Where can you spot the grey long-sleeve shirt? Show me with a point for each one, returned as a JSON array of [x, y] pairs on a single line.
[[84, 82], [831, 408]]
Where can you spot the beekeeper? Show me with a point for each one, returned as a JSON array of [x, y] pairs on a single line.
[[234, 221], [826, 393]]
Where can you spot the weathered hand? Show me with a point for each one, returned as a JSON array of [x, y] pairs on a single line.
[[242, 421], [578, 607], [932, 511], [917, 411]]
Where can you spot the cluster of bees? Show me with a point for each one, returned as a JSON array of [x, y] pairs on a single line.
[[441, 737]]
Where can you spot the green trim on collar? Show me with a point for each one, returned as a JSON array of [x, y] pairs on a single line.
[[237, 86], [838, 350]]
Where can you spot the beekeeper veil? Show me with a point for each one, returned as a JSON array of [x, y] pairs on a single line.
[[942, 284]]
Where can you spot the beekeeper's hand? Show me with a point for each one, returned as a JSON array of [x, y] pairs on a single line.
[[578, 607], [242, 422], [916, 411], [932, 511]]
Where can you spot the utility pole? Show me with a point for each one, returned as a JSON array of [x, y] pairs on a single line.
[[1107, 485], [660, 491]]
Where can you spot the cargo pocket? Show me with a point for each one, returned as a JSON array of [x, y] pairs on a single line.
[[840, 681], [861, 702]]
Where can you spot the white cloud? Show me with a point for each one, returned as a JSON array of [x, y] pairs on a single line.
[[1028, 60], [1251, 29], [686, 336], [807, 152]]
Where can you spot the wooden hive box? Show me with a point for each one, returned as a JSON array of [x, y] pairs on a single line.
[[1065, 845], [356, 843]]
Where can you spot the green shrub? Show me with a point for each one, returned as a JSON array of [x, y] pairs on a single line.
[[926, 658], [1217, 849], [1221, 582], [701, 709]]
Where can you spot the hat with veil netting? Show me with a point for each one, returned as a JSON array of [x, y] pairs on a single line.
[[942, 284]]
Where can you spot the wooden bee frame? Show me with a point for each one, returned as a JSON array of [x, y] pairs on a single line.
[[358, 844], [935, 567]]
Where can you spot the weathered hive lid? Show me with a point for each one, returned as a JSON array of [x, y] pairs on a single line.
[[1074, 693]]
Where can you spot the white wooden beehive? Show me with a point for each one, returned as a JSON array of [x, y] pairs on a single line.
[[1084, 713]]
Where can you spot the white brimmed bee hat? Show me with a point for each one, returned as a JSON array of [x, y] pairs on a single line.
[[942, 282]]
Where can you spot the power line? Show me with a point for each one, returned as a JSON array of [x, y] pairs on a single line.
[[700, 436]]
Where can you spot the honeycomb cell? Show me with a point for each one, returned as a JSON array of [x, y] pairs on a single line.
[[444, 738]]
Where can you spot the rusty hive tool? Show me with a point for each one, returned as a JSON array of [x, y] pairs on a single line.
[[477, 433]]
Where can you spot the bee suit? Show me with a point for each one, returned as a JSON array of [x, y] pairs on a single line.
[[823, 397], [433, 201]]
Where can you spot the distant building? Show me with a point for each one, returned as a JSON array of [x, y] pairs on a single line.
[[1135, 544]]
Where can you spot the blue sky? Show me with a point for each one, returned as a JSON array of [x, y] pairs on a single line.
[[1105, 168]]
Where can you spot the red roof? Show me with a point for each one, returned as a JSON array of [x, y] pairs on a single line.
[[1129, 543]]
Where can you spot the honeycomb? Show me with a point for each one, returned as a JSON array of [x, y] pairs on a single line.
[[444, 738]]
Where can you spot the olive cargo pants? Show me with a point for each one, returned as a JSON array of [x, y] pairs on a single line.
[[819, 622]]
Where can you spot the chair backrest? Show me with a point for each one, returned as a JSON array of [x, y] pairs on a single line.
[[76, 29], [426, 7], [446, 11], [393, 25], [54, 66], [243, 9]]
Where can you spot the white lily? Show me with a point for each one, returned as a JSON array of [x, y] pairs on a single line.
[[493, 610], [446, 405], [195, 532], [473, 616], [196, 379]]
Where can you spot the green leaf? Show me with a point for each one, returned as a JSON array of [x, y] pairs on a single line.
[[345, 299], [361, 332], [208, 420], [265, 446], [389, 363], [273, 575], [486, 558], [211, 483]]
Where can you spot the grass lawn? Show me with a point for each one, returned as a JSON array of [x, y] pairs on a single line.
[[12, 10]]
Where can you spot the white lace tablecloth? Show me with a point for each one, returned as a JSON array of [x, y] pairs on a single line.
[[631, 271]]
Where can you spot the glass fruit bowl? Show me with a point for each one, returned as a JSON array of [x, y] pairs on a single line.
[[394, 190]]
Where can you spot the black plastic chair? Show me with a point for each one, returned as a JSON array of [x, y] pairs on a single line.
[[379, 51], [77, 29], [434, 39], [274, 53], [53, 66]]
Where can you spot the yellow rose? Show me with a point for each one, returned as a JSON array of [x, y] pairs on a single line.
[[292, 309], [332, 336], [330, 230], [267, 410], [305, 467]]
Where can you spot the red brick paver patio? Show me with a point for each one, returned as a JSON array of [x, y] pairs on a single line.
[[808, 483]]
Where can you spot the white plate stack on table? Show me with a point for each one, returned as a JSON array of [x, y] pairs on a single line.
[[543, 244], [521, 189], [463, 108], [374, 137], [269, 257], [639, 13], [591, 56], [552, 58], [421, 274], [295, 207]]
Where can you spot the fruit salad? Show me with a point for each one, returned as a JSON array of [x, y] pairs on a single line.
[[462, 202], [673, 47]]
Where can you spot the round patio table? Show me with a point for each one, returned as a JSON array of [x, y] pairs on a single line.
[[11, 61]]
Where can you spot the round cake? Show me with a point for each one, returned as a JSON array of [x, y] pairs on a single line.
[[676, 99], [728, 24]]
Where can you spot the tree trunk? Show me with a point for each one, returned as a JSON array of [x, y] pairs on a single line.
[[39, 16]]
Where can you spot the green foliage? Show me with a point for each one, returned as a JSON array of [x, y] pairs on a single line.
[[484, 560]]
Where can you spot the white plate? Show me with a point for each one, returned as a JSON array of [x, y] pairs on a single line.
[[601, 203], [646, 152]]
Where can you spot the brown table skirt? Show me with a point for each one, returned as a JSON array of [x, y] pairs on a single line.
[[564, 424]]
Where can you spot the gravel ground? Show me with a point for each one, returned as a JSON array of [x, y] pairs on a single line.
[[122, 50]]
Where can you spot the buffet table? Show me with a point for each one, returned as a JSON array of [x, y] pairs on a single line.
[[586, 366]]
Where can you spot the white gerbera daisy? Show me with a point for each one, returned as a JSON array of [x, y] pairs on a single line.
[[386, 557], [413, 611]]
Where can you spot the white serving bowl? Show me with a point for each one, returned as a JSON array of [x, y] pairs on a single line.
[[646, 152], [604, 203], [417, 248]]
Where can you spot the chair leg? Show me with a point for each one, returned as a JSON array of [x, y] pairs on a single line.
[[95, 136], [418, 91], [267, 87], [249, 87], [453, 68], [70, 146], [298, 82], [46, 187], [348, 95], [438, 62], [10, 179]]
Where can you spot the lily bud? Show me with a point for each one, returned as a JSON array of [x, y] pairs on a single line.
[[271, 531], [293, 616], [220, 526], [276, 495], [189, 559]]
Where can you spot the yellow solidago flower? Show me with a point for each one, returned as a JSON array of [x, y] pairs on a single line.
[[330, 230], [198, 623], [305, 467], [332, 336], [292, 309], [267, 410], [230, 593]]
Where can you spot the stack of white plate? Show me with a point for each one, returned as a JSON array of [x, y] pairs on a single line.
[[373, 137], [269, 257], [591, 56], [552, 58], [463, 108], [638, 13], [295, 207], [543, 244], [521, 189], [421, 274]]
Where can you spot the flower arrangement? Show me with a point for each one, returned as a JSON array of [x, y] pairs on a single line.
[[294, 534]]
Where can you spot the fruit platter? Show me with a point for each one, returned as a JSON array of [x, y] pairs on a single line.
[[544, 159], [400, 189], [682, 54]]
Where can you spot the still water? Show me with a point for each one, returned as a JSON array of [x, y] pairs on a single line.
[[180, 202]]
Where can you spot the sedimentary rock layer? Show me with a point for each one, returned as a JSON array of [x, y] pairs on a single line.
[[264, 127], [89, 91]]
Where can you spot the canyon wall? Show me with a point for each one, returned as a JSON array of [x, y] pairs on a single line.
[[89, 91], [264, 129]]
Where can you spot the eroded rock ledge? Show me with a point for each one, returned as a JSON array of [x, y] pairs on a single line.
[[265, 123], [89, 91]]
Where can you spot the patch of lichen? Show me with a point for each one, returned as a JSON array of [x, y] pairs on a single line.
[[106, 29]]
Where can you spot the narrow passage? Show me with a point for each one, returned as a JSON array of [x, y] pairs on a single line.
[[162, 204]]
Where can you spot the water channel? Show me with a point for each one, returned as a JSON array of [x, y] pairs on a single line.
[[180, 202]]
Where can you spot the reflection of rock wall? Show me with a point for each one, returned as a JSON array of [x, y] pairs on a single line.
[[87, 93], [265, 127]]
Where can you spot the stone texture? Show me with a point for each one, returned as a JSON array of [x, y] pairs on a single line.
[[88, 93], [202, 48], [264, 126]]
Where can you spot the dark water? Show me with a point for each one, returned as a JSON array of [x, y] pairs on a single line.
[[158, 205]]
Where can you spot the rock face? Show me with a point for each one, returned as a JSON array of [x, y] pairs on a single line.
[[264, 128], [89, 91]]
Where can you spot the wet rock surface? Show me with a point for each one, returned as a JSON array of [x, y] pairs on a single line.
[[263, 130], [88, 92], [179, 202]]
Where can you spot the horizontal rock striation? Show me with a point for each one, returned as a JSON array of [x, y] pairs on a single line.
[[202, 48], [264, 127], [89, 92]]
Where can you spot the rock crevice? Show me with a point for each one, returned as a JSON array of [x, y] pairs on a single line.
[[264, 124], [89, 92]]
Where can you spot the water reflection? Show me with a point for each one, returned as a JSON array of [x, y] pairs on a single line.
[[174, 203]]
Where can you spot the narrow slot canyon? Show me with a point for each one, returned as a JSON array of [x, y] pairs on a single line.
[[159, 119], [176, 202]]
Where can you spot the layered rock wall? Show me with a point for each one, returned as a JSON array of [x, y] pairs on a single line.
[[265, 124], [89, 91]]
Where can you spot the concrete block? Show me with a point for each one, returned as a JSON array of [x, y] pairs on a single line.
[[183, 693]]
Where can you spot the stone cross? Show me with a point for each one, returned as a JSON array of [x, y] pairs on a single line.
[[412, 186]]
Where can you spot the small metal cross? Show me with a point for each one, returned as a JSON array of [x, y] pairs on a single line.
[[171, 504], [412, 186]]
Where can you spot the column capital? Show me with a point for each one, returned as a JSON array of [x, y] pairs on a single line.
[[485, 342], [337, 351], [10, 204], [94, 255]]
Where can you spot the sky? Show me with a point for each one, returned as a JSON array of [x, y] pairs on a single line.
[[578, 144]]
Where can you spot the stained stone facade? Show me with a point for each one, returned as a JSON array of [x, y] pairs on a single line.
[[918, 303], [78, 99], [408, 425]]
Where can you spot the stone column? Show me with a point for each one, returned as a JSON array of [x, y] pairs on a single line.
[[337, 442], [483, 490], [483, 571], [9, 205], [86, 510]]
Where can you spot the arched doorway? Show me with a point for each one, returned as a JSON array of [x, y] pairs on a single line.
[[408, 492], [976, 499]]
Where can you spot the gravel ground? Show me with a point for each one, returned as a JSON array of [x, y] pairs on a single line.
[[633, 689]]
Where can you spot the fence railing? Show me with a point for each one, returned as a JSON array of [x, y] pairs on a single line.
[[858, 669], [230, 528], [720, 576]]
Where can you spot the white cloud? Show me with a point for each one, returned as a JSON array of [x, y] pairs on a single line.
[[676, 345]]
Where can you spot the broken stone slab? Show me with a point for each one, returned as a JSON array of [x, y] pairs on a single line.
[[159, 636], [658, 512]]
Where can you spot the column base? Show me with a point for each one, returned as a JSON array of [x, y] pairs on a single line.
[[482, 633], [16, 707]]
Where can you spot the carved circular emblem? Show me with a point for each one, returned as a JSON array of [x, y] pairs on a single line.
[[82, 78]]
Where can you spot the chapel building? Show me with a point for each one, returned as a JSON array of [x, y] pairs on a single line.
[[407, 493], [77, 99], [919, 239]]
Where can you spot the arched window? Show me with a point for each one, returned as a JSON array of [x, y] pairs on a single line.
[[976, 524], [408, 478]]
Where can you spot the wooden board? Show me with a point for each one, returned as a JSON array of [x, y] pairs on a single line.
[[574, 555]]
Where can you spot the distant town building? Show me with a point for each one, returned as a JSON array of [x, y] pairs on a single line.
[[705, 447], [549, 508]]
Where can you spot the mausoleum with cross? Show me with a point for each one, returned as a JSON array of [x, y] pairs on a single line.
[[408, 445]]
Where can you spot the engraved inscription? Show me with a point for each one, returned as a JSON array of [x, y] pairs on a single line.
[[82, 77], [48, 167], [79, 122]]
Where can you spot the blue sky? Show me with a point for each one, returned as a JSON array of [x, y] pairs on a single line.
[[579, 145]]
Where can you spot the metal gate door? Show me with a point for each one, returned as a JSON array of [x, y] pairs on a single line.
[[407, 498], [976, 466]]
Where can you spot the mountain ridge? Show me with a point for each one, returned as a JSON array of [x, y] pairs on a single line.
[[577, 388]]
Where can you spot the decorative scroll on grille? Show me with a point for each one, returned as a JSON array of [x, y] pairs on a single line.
• • • • • • •
What is required => Every line from the one containing "Where can you spot the column base?" through the end of the data must be repeated exactly, and no other line.

Answer to this exercise =>
Where can you spot the column base? Show me with a point for each one, returned as a JSON array of [x, y] pairs on a single line.
[[482, 633], [16, 707]]
Where can you spot the carved circular emblem? Show me with a point for each one, returned as a JSON array of [x, y] pairs on a single line.
[[82, 78]]
Where can you spot the chapel building? Show me with a point for each one, returned as a JSON array of [x, y] pairs on a single line.
[[407, 493], [77, 99], [919, 239]]
Where can you spot the arched window? Show me with a point for each one, returned as a JSON array of [x, y] pairs on a single line.
[[976, 524], [408, 478]]
Where can you spot the wooden board? Show me with a point for each one, returned as a JSON array of [x, y] pairs on a single line.
[[574, 555]]
Where can you spot the distant town building? Show me with a point for each one, returned as a JSON array of [x, y] pairs on a single line.
[[705, 447], [549, 508]]
Where can you spot the mausoleum with cross? Show me with a point for each one, returned as a JSON array of [x, y] pairs on a single line.
[[408, 445]]
Where can you spot the engraved inscription? Show me with a point for each one, returned as a JSON array of [x, y] pairs on a single line.
[[82, 77], [48, 167], [79, 122]]
Where can you spot the blue sky? Show me with a point for each one, returned as a JSON array of [x, y] pairs on a single line.
[[579, 145]]
Where can you spot the metal gate door? Show me with a point for each one, returned as a JSON array of [x, y] pairs on a single line.
[[407, 498], [976, 466]]
Where can you spot the mountain ridge? Show me with a point for each one, returned as a JSON array of [x, y] pairs on a single line.
[[577, 388]]
Where can you spot the decorative scroll on grille? Show me with a point for each one, returned as a JSON array of [x, y] pairs on a single line.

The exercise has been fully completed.